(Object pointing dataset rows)
● ● ● ● ● ● ●

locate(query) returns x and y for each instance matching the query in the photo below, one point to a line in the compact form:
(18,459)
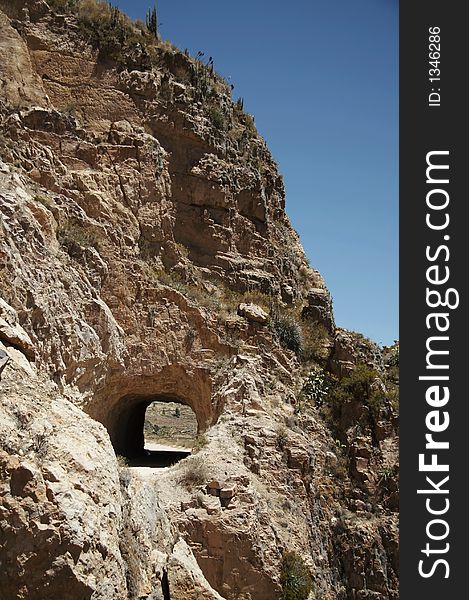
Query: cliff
(145,254)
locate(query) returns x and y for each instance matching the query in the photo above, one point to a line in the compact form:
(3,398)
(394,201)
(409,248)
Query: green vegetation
(217,118)
(295,578)
(288,332)
(358,387)
(316,387)
(200,442)
(72,234)
(152,21)
(193,472)
(281,439)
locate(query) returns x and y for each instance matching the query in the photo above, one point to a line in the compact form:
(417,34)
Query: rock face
(145,255)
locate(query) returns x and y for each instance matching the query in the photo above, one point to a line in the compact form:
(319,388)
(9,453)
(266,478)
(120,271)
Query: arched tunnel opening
(153,431)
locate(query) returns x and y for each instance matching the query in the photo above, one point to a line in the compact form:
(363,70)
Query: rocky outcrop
(144,255)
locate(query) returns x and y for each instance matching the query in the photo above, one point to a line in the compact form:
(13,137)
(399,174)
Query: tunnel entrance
(154,431)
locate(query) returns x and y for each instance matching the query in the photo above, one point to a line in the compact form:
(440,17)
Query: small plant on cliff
(194,472)
(72,234)
(288,332)
(358,387)
(316,387)
(295,578)
(217,118)
(152,21)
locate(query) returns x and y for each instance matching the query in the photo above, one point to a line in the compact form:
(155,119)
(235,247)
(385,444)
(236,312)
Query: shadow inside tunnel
(158,458)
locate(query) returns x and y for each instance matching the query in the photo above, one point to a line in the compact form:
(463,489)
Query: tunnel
(121,404)
(128,434)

● ● ● ● ● ● ●

— TASK PROMPT —
Restate every record exactly, please; do not copy the pictures.

— OUTPUT FOR THIS TASK —
locate(query) returns x and y for each instance matching the query in the photo below, one point to a line in the compact form:
(18,459)
Query: cliff
(145,254)
locate(query) returns x and y for each instance matching the query in the photo above, one point to a line in the compact form:
(3,398)
(394,201)
(409,248)
Query: green vegetation
(217,118)
(295,578)
(288,332)
(358,387)
(316,387)
(200,442)
(72,234)
(152,21)
(193,472)
(281,439)
locate(query) returns x and y for each instance matching the query in the photo above, one point to a line in the compact form:
(417,34)
Query: rock face
(145,255)
locate(query) returns x and y for each instance matching the query in the photo above, one point to a line in the compact form:
(319,388)
(9,453)
(266,478)
(120,271)
Query: arched tunnel opening
(153,431)
locate(query) returns x and y for each instance matching the query in the photo above, one point to a line in the compact form:
(363,70)
Query: rocky outcrop
(144,255)
locate(query) returns x and y for each instance matching the query in the photo above, one point to a line in the compact form:
(13,137)
(399,174)
Query: tunnel entrance
(154,431)
locate(query) returns x and y for each instance matching the query in the photo above, one point to a line in the compact form:
(440,17)
Query: small plant on cliff
(194,472)
(72,234)
(288,332)
(358,387)
(316,387)
(295,578)
(217,118)
(152,21)
locate(query) returns x and y for each instance matching the query in the photo above, one point to a line in the compact form:
(155,119)
(235,247)
(385,444)
(236,312)
Query: shadow inside tunnel
(158,458)
locate(query) returns x and y for each instance matching the query in the photo above, one point to a line in the compact form:
(463,489)
Query: tunnel
(121,404)
(128,434)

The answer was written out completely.